Data under study:
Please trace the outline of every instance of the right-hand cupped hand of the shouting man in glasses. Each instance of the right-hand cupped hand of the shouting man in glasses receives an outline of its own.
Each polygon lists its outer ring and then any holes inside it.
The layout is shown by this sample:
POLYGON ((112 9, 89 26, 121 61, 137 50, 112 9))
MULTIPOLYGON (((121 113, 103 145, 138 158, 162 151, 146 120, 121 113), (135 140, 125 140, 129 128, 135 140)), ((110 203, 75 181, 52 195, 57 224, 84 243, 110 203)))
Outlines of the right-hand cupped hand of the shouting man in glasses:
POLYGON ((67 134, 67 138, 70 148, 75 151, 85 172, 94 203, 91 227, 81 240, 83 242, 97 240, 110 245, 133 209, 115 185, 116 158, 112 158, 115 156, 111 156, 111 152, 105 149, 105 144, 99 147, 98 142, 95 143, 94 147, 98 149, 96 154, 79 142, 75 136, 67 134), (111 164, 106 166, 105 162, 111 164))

What you should do: If a line falls between the first line of the entries and the line containing "POLYGON ((112 9, 89", or is one of those two, restate it word for word; leave all other lines out.

Problem solution:
Please trace the outline of every instance of the right-hand cupped hand of the shouting man in glasses. Each instance of the right-hand cupped hand of the shouting man in glasses receives an outline of its own.
Each polygon lists its outer ring and then any holes inside it.
The layout is shown by this sample:
POLYGON ((112 9, 89 26, 121 61, 137 50, 112 9))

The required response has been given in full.